** MATERIAL PROVIDED **
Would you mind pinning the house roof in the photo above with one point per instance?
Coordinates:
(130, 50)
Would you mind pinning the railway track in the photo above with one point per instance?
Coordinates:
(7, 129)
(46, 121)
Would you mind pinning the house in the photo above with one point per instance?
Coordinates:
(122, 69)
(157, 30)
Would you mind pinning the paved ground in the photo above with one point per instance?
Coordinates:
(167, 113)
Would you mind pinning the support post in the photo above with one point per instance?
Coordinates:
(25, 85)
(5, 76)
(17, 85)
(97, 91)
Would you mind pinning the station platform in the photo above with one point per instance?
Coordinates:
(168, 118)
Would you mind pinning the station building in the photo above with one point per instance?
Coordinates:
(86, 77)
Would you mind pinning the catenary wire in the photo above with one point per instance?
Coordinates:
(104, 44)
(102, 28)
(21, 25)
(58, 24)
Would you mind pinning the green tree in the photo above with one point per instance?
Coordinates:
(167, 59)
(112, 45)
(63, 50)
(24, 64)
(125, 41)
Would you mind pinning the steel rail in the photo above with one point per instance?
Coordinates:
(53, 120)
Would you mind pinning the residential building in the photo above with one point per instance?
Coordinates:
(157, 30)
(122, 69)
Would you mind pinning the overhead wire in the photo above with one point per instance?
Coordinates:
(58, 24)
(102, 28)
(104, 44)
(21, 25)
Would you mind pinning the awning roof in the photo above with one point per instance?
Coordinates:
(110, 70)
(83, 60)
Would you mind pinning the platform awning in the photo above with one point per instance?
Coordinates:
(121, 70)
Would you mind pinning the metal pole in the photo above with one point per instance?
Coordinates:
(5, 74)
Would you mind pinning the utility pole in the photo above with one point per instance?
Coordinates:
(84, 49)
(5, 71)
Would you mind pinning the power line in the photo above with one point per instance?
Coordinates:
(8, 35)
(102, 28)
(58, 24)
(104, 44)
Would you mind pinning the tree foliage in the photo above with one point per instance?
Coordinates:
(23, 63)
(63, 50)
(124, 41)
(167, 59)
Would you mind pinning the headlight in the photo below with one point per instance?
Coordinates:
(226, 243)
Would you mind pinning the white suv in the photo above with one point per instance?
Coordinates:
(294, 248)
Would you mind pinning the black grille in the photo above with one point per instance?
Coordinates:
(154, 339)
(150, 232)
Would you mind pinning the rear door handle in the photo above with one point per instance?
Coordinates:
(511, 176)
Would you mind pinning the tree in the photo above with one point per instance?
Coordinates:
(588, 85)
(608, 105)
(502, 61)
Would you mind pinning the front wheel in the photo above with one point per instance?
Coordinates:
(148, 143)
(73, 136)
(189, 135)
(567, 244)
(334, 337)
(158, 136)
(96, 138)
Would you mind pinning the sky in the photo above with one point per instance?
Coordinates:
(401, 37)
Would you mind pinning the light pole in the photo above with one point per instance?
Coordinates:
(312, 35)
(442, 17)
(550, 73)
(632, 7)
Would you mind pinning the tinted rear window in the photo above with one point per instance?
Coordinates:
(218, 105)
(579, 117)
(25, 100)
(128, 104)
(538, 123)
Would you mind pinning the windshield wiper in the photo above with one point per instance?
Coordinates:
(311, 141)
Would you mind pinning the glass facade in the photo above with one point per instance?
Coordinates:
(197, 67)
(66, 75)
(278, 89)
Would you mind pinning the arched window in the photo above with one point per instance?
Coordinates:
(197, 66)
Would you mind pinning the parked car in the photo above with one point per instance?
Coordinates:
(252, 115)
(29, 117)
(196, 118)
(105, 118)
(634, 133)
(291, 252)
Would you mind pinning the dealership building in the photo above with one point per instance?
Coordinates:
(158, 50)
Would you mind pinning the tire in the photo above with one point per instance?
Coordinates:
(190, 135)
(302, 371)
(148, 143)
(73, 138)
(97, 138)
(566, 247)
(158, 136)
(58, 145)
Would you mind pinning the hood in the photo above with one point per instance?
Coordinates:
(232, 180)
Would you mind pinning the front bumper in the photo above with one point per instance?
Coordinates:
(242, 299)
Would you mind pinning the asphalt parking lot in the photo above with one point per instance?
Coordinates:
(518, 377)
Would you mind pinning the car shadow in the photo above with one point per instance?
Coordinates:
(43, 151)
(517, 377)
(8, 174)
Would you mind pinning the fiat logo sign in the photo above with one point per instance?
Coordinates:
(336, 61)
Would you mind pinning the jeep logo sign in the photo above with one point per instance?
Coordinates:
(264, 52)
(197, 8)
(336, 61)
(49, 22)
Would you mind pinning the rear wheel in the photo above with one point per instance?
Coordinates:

** GOAL **
Repeat every record, keeping each word and mark exactly as it is.

** EXERCISE RESPONSE **
Would you mind pinning the house roof in the photo above with one point per instance?
Coordinates:
(130, 50)
Would you mind pinning the railway track in the photo above with one point per instance?
Coordinates:
(7, 129)
(46, 121)
Would you mind pinning the house in the photo above with one point per instance?
Coordinates:
(122, 69)
(157, 30)
Would you mind pinning the paved ground in the photo above with one point per instance?
Coordinates:
(167, 113)
Would you mind pinning the support post in the photo above with one point per instance?
Coordinates:
(25, 85)
(5, 76)
(17, 85)
(97, 91)
Would you mind pinning the station platform in the photo above with one point per instance?
Coordinates:
(168, 118)
Would you mind pinning the station building in the photo above with one point per instance?
Coordinates:
(86, 77)
Would you mind pinning the catenary wire in the photo above with one point per instance?
Coordinates:
(104, 44)
(102, 28)
(21, 25)
(58, 24)
Would you mind pinning the green tree in the photo above with one point per instance?
Coordinates:
(167, 59)
(112, 45)
(63, 50)
(24, 64)
(125, 41)
Would you mind pinning the steel rail in the photo above with one point per instance?
Coordinates:
(53, 120)
Would you mind pinning the residential building in the photo above with one point per instance?
Coordinates:
(157, 30)
(122, 69)
Would you mind pinning the overhead wire in the photo above with one point per instance?
Coordinates:
(58, 24)
(102, 28)
(104, 44)
(21, 25)
Would you mind pinning the awning roof in the photo above with one point per instance?
Coordinates:
(110, 70)
(83, 60)
Would you mind pinning the platform awning in the photo above with one point per instance?
Coordinates:
(121, 70)
Would you mind pinning the metal pole in the photo above with one point per instance?
Coordinates:
(5, 74)
Would you mind pinning the utility pole in the photo above with one point per instance?
Coordinates:
(84, 49)
(5, 71)
Would you mind pinning the power line in the photo above with one point per instance?
Coordinates:
(8, 35)
(102, 28)
(58, 24)
(104, 44)
Would you mind pinning the tree foliage in the photo above with one point per instance?
Coordinates:
(23, 63)
(63, 50)
(124, 41)
(167, 59)
Would you mind pinning the headlight in the photo below with one point per instance?
Coordinates:
(226, 243)
Would you mind pinning the white suv in the photo above with one point per instance?
Coordinates:
(294, 248)
Would you mind pinning the black grille in the photo above with one point per instance?
Coordinates:
(154, 339)
(150, 232)
Would you mind pinning the rear door handle in the photo above with one point per instance?
Coordinates:
(511, 176)
Would you mind pinning the tree in the photo above with one point per instance?
Coordinates:
(588, 85)
(608, 105)
(502, 61)
Would you mind pinning the front wheel in the photo above with one point per instance?
Coordinates:
(148, 143)
(73, 136)
(189, 135)
(567, 244)
(334, 337)
(158, 136)
(96, 138)
Would you mind pinning the sky in the photo above with one point per instance?
Coordinates:
(401, 37)
Would you mind pinning the light pole in the photo above with one point per instance?
Coordinates:
(312, 35)
(442, 17)
(550, 73)
(632, 7)
Would you mind pinning the tinted rear window in the photo above with one point per instance?
Coordinates:
(218, 105)
(579, 117)
(25, 100)
(128, 104)
(538, 123)
Would you mind pinning the windshield wiper in the photo above with one point per instance?
Coordinates:
(311, 141)
Would you mind pinning the glass facade in the photo above with one point per instance?
Coordinates:
(197, 67)
(66, 75)
(278, 89)
Would you mind pinning the arched window in the photo above with one point per instance?
Coordinates:
(197, 66)
Would you mind pinning the parked car in the photo above with one point per instance?
Coordinates:
(252, 115)
(29, 117)
(196, 118)
(105, 118)
(634, 133)
(291, 252)
Would you mind pinning the dealership building in the photo above with one point per instance?
Coordinates:
(158, 50)
Would you mind pinning the tire in the photo above with one point per instance?
Coordinates:
(190, 135)
(302, 371)
(148, 143)
(73, 138)
(97, 138)
(566, 247)
(158, 136)
(58, 145)
Would you mind pinning the hood in the photo above with one point per instance?
Coordinates:
(232, 180)
Would you mind pinning the front bumper in the photo above with one point per instance?
Coordinates:
(242, 299)
Would you mind pinning the asphalt parking lot in the photo above with one point per instance?
Coordinates:
(518, 377)
Would you mind pinning the car shadow in the photo above with one point per instance?
Coordinates:
(43, 151)
(517, 377)
(8, 174)
Would you mind pinning the fiat logo sign in the photo above with one point per instance?
Coordinates:
(336, 61)
Would you mind pinning the jeep logo sign in the photo above with one point per instance?
Coordinates:
(264, 52)
(197, 8)
(336, 61)
(49, 22)
Would you mind pinning the rear wheel in the photo above with one point per instance?
Coordinates:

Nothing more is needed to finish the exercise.